(Excerpts from a dataset on object pointing)
begin

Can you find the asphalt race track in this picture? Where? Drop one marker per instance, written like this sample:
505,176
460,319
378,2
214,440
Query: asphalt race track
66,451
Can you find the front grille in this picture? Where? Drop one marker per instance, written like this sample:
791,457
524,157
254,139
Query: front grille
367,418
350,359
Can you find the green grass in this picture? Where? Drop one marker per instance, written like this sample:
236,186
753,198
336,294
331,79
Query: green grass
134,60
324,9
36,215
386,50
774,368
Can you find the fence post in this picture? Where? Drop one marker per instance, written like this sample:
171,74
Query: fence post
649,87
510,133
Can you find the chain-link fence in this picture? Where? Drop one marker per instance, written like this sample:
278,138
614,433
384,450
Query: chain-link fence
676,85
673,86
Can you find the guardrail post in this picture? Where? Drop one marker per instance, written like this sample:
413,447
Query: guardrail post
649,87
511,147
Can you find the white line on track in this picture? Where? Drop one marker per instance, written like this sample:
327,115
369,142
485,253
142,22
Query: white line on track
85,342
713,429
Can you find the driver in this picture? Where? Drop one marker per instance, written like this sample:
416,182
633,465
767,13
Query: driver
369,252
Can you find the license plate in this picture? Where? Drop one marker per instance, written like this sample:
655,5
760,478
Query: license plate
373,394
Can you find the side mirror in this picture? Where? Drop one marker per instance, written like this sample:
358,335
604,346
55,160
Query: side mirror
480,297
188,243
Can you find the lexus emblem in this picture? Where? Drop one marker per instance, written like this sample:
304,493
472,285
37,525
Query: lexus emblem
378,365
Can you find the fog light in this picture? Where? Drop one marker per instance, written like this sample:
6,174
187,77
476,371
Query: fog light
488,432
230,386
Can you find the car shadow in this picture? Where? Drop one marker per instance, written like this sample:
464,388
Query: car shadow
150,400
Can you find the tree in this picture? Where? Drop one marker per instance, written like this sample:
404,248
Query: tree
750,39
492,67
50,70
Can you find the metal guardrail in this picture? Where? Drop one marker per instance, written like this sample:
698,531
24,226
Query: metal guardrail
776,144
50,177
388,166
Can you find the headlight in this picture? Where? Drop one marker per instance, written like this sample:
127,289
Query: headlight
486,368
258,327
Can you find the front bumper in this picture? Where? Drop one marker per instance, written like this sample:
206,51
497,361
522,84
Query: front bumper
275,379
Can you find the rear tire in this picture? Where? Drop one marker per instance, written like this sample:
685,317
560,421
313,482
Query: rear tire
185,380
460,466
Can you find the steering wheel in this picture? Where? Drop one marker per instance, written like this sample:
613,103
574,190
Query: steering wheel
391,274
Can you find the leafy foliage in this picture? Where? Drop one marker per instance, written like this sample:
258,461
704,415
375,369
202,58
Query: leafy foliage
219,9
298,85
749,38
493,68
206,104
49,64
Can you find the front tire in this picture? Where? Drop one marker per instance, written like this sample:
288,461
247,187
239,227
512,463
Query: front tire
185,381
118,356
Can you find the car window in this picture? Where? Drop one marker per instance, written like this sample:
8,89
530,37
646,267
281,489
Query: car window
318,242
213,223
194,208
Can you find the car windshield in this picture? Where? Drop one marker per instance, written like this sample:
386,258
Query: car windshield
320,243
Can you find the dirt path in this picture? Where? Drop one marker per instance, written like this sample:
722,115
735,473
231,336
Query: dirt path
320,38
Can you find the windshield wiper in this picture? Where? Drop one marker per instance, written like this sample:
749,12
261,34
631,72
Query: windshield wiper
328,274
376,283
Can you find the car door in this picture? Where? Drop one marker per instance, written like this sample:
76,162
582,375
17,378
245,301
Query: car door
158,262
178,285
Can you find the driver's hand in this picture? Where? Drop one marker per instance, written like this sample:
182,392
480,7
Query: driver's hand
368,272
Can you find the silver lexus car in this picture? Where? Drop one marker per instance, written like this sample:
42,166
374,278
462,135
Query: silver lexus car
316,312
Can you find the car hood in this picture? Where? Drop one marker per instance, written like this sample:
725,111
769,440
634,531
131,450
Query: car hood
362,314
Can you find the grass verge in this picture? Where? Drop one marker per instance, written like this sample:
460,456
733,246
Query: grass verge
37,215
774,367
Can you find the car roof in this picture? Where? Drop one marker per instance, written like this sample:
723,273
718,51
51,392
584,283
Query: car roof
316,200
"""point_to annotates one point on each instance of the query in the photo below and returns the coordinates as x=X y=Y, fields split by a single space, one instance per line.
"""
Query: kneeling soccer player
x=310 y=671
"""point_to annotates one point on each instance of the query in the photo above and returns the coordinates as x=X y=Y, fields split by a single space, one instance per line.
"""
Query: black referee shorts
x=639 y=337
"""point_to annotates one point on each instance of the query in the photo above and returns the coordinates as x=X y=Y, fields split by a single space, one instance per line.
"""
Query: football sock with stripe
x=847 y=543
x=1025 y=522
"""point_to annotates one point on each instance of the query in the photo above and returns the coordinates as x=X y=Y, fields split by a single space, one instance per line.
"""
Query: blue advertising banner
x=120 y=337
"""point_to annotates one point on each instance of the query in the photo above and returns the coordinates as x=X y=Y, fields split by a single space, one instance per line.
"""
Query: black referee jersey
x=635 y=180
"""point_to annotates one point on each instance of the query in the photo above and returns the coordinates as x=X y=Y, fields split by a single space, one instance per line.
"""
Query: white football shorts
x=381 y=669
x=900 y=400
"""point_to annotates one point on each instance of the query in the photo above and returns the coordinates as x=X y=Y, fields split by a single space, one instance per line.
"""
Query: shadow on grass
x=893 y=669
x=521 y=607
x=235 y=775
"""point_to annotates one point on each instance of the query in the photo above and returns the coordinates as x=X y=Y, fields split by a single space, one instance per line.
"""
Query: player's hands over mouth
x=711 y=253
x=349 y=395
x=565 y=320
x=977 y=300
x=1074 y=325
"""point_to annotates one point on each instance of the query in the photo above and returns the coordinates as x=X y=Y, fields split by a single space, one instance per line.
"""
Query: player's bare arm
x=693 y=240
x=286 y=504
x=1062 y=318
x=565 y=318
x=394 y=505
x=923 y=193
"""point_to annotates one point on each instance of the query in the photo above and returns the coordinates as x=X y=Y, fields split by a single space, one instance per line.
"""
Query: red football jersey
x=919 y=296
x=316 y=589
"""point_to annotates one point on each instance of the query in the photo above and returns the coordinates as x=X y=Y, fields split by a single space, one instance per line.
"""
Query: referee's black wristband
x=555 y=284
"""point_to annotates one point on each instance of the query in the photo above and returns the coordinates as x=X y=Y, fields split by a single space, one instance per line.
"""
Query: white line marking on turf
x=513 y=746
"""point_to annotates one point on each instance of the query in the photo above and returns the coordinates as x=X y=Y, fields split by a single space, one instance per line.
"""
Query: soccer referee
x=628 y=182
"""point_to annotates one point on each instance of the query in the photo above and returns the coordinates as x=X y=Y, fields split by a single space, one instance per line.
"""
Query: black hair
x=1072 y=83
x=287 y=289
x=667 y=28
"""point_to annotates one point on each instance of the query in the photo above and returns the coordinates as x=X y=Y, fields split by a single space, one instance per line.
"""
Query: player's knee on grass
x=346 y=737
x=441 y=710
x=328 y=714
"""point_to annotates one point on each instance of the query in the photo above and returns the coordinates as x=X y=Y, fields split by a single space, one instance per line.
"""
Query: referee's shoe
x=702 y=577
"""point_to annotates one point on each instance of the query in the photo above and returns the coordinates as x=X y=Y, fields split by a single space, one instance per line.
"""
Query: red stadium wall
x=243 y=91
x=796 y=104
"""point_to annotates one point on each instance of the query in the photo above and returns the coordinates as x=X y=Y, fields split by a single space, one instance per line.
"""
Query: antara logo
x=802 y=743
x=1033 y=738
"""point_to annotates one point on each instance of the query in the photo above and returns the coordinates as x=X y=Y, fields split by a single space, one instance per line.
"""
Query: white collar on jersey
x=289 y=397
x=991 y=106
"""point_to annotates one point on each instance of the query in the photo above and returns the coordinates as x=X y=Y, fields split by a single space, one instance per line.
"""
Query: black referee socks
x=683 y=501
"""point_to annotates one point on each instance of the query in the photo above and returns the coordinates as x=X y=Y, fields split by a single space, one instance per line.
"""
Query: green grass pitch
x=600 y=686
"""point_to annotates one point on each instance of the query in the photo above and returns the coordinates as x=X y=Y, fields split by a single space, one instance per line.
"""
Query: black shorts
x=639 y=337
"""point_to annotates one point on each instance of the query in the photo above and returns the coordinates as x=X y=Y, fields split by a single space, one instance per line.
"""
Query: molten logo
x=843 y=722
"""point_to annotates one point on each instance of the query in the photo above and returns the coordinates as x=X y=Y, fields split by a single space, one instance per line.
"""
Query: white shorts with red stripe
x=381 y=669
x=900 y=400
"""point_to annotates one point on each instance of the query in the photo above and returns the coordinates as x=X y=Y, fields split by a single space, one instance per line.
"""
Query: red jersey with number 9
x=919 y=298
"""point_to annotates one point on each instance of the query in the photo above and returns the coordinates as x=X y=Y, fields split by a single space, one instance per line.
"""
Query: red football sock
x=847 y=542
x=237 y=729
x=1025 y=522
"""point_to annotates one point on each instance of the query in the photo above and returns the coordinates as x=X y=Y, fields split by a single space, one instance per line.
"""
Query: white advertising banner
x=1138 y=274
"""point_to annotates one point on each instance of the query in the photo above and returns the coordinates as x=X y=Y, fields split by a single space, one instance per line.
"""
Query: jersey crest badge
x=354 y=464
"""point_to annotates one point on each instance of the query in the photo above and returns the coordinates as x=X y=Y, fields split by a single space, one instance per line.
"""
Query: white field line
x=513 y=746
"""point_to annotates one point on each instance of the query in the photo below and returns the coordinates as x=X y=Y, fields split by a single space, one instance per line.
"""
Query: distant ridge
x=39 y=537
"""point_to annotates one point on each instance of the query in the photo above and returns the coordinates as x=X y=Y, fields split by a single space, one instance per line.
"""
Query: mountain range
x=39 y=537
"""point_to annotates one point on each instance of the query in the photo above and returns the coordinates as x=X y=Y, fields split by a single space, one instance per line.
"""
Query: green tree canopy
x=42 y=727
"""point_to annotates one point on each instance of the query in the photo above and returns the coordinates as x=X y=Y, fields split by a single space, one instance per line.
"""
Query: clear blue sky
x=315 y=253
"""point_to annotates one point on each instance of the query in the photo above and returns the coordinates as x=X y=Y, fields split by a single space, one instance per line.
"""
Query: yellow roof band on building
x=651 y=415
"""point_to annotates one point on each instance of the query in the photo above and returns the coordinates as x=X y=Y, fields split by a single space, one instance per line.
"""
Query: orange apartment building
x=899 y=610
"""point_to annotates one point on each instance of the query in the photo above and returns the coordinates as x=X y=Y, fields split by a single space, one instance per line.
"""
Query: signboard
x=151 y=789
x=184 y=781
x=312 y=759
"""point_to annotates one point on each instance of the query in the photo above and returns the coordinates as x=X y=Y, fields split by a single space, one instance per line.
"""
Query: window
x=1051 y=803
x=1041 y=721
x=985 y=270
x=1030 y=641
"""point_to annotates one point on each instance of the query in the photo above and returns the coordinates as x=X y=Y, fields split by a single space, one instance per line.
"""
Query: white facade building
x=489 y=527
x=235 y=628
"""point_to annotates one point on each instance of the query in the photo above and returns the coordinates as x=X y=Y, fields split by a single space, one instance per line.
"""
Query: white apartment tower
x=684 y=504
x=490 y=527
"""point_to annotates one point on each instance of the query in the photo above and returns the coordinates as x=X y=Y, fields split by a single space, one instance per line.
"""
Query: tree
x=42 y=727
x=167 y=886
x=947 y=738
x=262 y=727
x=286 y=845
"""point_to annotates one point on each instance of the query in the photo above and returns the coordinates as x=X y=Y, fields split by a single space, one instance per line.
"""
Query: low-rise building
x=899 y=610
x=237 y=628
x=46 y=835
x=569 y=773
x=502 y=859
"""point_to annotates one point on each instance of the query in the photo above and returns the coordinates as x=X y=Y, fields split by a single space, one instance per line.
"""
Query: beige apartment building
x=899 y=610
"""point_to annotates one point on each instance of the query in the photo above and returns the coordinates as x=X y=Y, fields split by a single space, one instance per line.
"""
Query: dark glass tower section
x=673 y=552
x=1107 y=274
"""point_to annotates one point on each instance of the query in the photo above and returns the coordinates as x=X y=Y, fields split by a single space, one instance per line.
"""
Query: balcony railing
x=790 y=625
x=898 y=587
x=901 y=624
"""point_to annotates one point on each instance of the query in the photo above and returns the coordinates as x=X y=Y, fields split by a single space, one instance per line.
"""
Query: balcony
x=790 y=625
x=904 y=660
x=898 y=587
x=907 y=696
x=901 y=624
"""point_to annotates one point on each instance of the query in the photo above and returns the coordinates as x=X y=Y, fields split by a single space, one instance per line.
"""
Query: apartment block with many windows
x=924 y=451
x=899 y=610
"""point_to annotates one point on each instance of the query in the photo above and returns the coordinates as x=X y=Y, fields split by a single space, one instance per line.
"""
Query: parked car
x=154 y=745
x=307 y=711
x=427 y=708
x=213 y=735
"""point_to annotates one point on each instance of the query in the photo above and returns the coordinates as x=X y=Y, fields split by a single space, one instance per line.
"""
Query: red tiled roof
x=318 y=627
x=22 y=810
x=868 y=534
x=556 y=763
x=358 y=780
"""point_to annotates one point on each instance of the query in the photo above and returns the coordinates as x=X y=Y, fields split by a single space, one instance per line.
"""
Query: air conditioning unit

end

Copy out every line above that contains the word "path".

Can you find the dirt path in this picture? Where? Drop one marker per instance, written like this sample:
Query: dirt path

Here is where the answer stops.